* **Brief**:
Format the lines of the listing as a numbered list, starting at the line that contains "locate_in_image(woven bamboo panel)" and ending at the line that contains "(171, 247), (398, 320)", with both of those lines included. Leave out any blank lines.

Listing from a data collection

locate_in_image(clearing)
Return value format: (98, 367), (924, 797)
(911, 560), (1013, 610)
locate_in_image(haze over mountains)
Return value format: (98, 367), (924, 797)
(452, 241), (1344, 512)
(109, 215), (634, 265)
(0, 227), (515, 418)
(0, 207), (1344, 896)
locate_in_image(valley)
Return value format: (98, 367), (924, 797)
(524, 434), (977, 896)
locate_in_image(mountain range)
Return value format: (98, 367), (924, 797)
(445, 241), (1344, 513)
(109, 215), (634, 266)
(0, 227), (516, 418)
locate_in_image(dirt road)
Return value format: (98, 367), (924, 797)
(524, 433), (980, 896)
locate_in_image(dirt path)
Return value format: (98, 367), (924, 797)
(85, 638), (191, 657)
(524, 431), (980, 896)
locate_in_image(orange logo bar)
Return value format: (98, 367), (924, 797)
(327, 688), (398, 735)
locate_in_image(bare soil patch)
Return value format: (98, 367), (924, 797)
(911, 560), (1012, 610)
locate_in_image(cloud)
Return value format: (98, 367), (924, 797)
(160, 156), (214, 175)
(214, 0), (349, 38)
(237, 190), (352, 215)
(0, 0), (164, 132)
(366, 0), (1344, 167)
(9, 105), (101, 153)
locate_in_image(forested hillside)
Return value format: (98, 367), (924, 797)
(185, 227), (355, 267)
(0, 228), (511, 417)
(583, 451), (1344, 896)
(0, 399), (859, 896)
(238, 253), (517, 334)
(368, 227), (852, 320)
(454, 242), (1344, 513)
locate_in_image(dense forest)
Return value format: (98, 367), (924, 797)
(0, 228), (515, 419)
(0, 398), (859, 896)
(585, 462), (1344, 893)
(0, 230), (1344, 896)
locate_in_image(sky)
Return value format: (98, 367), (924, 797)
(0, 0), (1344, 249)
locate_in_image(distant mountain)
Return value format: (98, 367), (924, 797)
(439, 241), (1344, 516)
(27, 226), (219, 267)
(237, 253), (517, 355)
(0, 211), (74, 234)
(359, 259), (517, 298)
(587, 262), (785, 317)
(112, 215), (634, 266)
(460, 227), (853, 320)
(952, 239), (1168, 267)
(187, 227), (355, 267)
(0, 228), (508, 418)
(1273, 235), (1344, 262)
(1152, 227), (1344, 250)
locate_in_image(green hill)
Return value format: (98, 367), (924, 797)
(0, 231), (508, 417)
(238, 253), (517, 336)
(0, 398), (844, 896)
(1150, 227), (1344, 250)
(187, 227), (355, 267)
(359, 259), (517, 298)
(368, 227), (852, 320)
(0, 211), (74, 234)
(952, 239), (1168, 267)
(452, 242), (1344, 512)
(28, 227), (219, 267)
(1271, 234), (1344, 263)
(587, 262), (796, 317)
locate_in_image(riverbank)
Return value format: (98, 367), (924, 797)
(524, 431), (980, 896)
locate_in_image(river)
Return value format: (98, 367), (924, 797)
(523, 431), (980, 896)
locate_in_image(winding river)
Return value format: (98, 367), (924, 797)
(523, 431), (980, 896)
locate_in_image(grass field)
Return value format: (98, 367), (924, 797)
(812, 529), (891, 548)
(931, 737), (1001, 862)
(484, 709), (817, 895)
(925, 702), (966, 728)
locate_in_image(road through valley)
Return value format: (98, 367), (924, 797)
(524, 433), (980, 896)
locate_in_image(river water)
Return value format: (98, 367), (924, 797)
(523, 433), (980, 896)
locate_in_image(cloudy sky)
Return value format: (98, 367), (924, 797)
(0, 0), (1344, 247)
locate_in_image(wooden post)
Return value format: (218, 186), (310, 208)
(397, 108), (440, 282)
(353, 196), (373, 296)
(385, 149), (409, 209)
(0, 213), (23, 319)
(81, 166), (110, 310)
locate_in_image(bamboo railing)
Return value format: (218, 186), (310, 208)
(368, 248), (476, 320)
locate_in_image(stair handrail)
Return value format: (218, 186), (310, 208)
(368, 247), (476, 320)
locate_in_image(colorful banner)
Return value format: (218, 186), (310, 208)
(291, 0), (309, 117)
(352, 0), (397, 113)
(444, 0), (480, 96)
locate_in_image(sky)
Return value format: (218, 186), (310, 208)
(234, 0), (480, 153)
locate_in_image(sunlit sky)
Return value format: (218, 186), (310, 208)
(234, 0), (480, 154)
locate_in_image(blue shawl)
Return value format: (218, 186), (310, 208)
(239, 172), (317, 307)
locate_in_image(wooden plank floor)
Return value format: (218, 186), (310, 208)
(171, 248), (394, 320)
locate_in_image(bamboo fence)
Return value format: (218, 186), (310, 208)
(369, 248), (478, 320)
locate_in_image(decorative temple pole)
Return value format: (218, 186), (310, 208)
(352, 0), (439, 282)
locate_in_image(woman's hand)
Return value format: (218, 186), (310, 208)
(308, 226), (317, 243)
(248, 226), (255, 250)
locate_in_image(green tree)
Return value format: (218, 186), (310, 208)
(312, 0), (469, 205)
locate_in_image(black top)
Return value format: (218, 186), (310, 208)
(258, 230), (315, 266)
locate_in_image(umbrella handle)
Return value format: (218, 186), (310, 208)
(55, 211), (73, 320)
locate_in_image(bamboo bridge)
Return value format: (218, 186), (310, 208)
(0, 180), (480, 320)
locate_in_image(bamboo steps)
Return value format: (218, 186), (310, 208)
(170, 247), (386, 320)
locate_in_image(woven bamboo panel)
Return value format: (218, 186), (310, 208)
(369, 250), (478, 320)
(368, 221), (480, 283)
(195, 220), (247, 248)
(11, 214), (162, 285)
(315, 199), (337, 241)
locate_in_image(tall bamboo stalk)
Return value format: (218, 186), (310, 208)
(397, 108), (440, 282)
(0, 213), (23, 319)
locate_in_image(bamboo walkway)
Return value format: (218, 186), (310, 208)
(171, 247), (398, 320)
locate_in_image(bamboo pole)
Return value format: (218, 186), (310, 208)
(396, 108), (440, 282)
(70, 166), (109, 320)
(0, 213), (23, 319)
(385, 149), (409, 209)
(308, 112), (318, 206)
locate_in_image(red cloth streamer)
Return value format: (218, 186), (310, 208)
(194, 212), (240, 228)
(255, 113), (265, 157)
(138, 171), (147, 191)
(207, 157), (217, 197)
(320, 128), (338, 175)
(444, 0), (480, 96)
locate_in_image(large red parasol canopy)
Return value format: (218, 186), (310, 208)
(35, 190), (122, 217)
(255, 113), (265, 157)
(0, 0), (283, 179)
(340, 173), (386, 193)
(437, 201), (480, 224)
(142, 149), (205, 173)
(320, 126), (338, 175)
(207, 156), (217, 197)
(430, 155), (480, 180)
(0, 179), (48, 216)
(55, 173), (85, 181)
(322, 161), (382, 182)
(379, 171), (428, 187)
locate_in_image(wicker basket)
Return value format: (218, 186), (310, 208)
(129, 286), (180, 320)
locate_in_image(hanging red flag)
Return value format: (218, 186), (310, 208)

* **Exercise answer**:
1. locate_in_image(woven bamboo panel)
2. Return value format: (218, 186), (310, 208)
3. (369, 250), (478, 320)
4. (368, 221), (480, 283)
5. (195, 220), (247, 248)
6. (11, 214), (162, 285)
7. (315, 199), (337, 241)
8. locate_in_image(tall bamboo stalk)
9. Return value format: (218, 186), (310, 208)
10. (397, 108), (440, 282)
11. (0, 213), (23, 319)
12. locate_in_image(bamboo walkway)
13. Return value format: (218, 186), (310, 208)
14. (171, 247), (398, 320)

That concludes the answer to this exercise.